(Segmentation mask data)
****
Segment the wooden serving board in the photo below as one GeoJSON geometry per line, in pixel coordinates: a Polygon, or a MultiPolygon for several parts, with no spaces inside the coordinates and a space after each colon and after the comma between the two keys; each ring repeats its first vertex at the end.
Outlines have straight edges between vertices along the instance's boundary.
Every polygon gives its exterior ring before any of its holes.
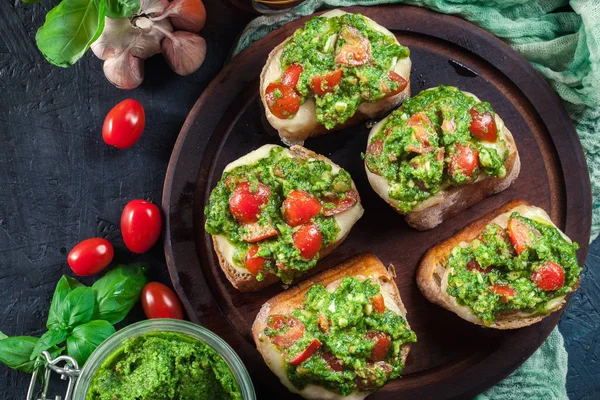
{"type": "MultiPolygon", "coordinates": [[[[305,146],[348,170],[365,214],[348,239],[322,262],[328,266],[372,252],[396,267],[396,283],[418,343],[402,379],[377,398],[443,399],[475,395],[525,361],[557,324],[556,312],[534,326],[495,331],[472,325],[429,303],[415,284],[424,252],[469,222],[521,198],[546,209],[579,242],[583,264],[591,224],[591,191],[581,145],[559,99],[537,71],[505,43],[457,17],[409,6],[351,7],[387,27],[411,50],[412,93],[454,85],[489,101],[512,131],[521,174],[506,191],[485,199],[435,229],[418,232],[369,186],[360,153],[368,129],[359,125],[311,139],[305,146]]],[[[280,143],[263,116],[258,77],[268,53],[307,18],[278,29],[238,55],[190,112],[165,180],[165,252],[173,284],[189,318],[222,336],[245,362],[258,398],[291,394],[262,361],[250,334],[261,305],[278,285],[242,294],[221,272],[204,230],[203,210],[224,166],[265,143],[280,143]]],[[[566,307],[564,307],[566,308],[566,307]]],[[[564,310],[563,308],[563,310],[564,310]]]]}

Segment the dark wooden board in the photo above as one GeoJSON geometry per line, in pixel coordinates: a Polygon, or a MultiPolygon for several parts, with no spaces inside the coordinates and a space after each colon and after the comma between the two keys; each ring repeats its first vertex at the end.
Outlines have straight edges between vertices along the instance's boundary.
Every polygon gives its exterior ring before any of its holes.
{"type": "MultiPolygon", "coordinates": [[[[360,159],[364,125],[311,139],[306,147],[347,169],[361,193],[365,216],[349,238],[323,260],[335,265],[371,251],[396,266],[396,283],[419,342],[403,378],[372,398],[453,398],[479,393],[527,359],[557,324],[562,312],[534,326],[509,332],[483,329],[427,302],[414,277],[418,260],[432,245],[470,221],[514,198],[549,211],[581,244],[583,264],[591,223],[591,191],[585,158],[571,121],[550,86],[499,39],[459,18],[409,6],[351,7],[393,31],[411,49],[413,93],[455,85],[492,103],[512,131],[522,159],[519,179],[439,227],[410,229],[370,188],[360,159]]],[[[287,394],[254,348],[250,326],[260,306],[282,289],[237,292],[221,272],[203,210],[224,166],[278,138],[265,122],[258,75],[268,52],[306,18],[276,30],[237,56],[214,79],[186,120],[167,171],[163,193],[165,252],[173,284],[192,321],[221,335],[248,367],[259,398],[287,394]]]]}

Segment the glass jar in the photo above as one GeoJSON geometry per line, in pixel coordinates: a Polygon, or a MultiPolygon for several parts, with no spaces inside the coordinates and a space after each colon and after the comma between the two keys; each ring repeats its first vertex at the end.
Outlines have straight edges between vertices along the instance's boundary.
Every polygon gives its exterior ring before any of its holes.
{"type": "Polygon", "coordinates": [[[117,350],[125,340],[151,332],[174,332],[190,336],[206,343],[223,357],[223,360],[225,360],[229,366],[229,369],[239,386],[242,399],[256,399],[254,386],[252,385],[252,380],[250,379],[250,375],[248,375],[246,367],[238,355],[223,339],[208,329],[191,322],[175,319],[150,319],[121,329],[98,346],[79,374],[79,378],[77,379],[73,391],[73,400],[85,400],[85,395],[96,370],[100,368],[104,360],[117,350]]]}

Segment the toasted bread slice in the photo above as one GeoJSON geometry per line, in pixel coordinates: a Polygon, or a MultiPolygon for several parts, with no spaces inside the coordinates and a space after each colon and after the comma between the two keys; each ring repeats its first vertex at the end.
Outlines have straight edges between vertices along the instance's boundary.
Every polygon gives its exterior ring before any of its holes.
{"type": "MultiPolygon", "coordinates": [[[[543,209],[531,206],[522,200],[511,201],[503,207],[492,211],[468,225],[451,238],[437,244],[425,253],[417,270],[417,285],[419,286],[421,293],[423,293],[423,295],[432,303],[456,313],[459,317],[469,322],[495,329],[522,328],[524,326],[535,324],[550,313],[560,309],[565,302],[564,296],[549,301],[546,313],[536,314],[518,310],[510,311],[497,314],[496,320],[492,325],[486,325],[483,320],[473,314],[468,306],[458,304],[456,299],[446,291],[448,288],[449,270],[444,264],[450,256],[452,249],[460,244],[468,243],[475,239],[489,223],[495,223],[502,228],[506,228],[508,219],[513,212],[519,212],[524,217],[537,217],[543,219],[556,227],[543,209]]],[[[562,235],[569,240],[564,233],[562,235]]]]}
{"type": "MultiPolygon", "coordinates": [[[[343,14],[346,14],[346,12],[341,10],[331,10],[322,14],[321,16],[332,18],[343,14]]],[[[394,37],[395,39],[394,34],[389,30],[369,18],[367,18],[367,20],[371,23],[370,27],[372,29],[377,30],[387,36],[394,37]]],[[[265,91],[267,86],[269,86],[271,82],[278,80],[283,73],[283,70],[281,69],[280,58],[281,54],[283,53],[283,47],[290,39],[291,36],[275,47],[271,53],[269,53],[267,62],[260,74],[260,98],[264,106],[263,108],[265,109],[267,120],[271,126],[279,132],[281,140],[287,145],[301,145],[311,136],[319,136],[329,132],[337,131],[347,126],[358,124],[361,121],[369,118],[380,118],[410,96],[409,84],[402,92],[394,96],[386,97],[372,103],[363,103],[360,105],[354,116],[348,119],[344,124],[337,125],[333,129],[327,129],[317,122],[314,99],[306,100],[306,102],[300,106],[300,110],[293,118],[277,118],[275,115],[273,115],[273,113],[271,113],[269,107],[267,106],[265,91]]],[[[396,63],[394,72],[406,79],[407,82],[410,82],[411,65],[410,57],[400,59],[396,63]]]]}
{"type": "MultiPolygon", "coordinates": [[[[474,94],[464,93],[477,101],[480,101],[474,94]]],[[[371,138],[379,132],[386,122],[387,118],[379,121],[373,126],[369,133],[367,143],[370,143],[371,138]]],[[[504,178],[491,177],[482,173],[473,183],[442,188],[434,196],[425,199],[412,211],[404,214],[406,222],[410,226],[420,231],[432,229],[441,224],[444,220],[461,213],[486,197],[502,192],[517,179],[521,170],[521,160],[519,158],[519,152],[517,151],[515,139],[498,114],[496,114],[495,122],[498,133],[504,137],[506,147],[509,151],[508,157],[504,162],[504,165],[506,166],[506,175],[504,178]]],[[[398,201],[390,198],[388,194],[390,189],[388,181],[382,176],[372,173],[369,168],[367,168],[366,163],[365,171],[373,190],[375,190],[375,192],[377,192],[377,194],[388,204],[394,207],[398,213],[403,214],[397,208],[398,201]]]]}
{"type": "MultiPolygon", "coordinates": [[[[281,380],[281,383],[290,391],[298,393],[304,398],[360,400],[372,393],[361,391],[348,396],[341,396],[316,385],[307,385],[303,390],[299,390],[288,380],[285,374],[281,353],[263,333],[267,327],[267,320],[270,315],[287,315],[301,307],[304,303],[306,293],[312,286],[321,284],[327,290],[333,291],[338,287],[342,278],[347,276],[353,276],[361,280],[371,279],[371,281],[379,283],[386,307],[401,315],[406,320],[406,327],[410,329],[410,325],[406,319],[406,308],[404,308],[398,287],[394,282],[395,273],[393,266],[390,266],[389,269],[386,268],[381,263],[381,260],[373,254],[356,255],[342,264],[313,276],[273,297],[263,304],[258,312],[254,324],[252,324],[252,336],[254,337],[256,348],[271,371],[281,380]]],[[[406,364],[406,357],[409,350],[410,344],[404,344],[401,348],[403,364],[406,364]]]]}
{"type": "MultiPolygon", "coordinates": [[[[235,167],[244,164],[253,164],[260,158],[265,158],[269,156],[269,151],[271,148],[275,147],[275,145],[265,145],[246,156],[230,163],[225,167],[225,171],[229,171],[235,167]]],[[[324,161],[328,164],[331,164],[333,170],[339,170],[341,167],[331,161],[329,158],[317,154],[311,150],[308,150],[301,146],[292,146],[289,150],[290,155],[296,159],[301,160],[319,160],[324,161]]],[[[352,188],[356,191],[356,185],[354,181],[352,182],[352,188]]],[[[356,191],[358,193],[358,191],[356,191]]],[[[336,247],[338,247],[348,236],[350,233],[350,229],[352,225],[358,221],[358,219],[362,216],[364,210],[360,204],[360,197],[358,198],[358,202],[354,207],[349,210],[346,210],[340,214],[334,216],[338,225],[340,225],[340,234],[337,240],[330,244],[329,246],[321,249],[319,252],[319,258],[324,258],[329,255],[336,247]]],[[[215,253],[217,254],[217,258],[219,260],[219,264],[225,273],[227,279],[231,282],[231,284],[241,292],[255,292],[257,290],[263,289],[267,286],[270,286],[274,283],[279,282],[279,278],[274,274],[265,274],[264,279],[262,281],[257,281],[256,277],[249,273],[247,270],[238,268],[233,265],[232,261],[232,245],[227,241],[224,236],[221,235],[212,235],[213,240],[213,248],[215,253]]],[[[314,268],[308,271],[308,273],[314,274],[317,271],[321,270],[322,267],[316,265],[314,268]]]]}

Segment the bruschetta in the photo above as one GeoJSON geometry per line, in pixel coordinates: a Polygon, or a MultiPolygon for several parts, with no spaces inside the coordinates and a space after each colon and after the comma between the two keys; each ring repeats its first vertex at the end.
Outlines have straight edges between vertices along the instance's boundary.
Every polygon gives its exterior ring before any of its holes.
{"type": "Polygon", "coordinates": [[[560,309],[579,287],[578,248],[543,209],[513,201],[430,249],[417,284],[469,322],[521,328],[560,309]]]}
{"type": "Polygon", "coordinates": [[[410,52],[360,15],[332,10],[311,18],[269,54],[260,98],[286,144],[303,144],[368,118],[410,95],[410,52]]]}
{"type": "Polygon", "coordinates": [[[391,268],[358,255],[262,306],[252,335],[290,391],[360,400],[400,375],[417,337],[391,268]]]}
{"type": "Polygon", "coordinates": [[[348,172],[303,147],[275,145],[227,165],[205,208],[221,268],[242,292],[312,270],[362,214],[348,172]]]}
{"type": "Polygon", "coordinates": [[[520,169],[491,105],[449,86],[419,93],[377,123],[365,153],[375,192],[419,230],[505,190],[520,169]]]}

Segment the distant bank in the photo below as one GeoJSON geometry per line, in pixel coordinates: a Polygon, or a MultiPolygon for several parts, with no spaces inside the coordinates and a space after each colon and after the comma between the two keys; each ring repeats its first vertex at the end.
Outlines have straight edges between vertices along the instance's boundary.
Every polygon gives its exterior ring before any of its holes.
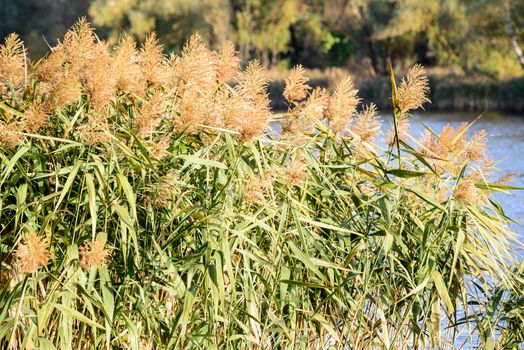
****
Required work —
Nothing but an exact copy is asked for: the lines from the start of the records through the line with "Segment the dark", both ends included, minus any pictures.

Task result —
Segment the wooden serving board in the photo below as one GeoJSON geometry per line, in pixel coordinates: a Polygon, or a MultiPolygon for several parts, with no spaces inside the coordinates and a space after each colon and after the comma between the two keys; each ring repeats its first vertex at the end.
Outlines have straight edges between vertices along the instance's boundary.
Every polygon gives its exterior ring before any of its holes.
{"type": "MultiPolygon", "coordinates": [[[[305,146],[348,170],[365,214],[348,239],[322,262],[328,266],[372,252],[396,267],[396,283],[418,343],[402,379],[377,398],[443,399],[475,395],[525,361],[557,324],[556,312],[534,326],[495,331],[472,325],[429,303],[415,284],[424,252],[469,222],[521,198],[546,209],[579,242],[583,264],[591,224],[591,191],[581,145],[559,99],[537,71],[505,43],[457,17],[409,6],[351,7],[387,27],[411,50],[412,93],[454,85],[489,101],[512,131],[521,174],[506,191],[485,199],[435,229],[418,232],[369,186],[360,153],[368,129],[359,125],[311,139],[305,146]]],[[[280,143],[263,116],[258,77],[268,53],[307,18],[278,29],[238,55],[190,112],[165,180],[165,252],[173,284],[189,318],[222,336],[245,362],[258,398],[291,394],[262,361],[250,334],[261,305],[278,285],[242,294],[221,272],[204,230],[203,210],[224,166],[265,143],[280,143]]],[[[566,307],[564,307],[566,308],[566,307]]],[[[564,310],[563,308],[563,310],[564,310]]]]}

Segment the dark wooden board in the photo above as one GeoJSON geometry per line, in pixel coordinates: a Polygon, or a MultiPolygon for several parts, with no spaces inside the coordinates and a space after each colon and after the comma between the two keys; each ring repeats its first vertex at the end.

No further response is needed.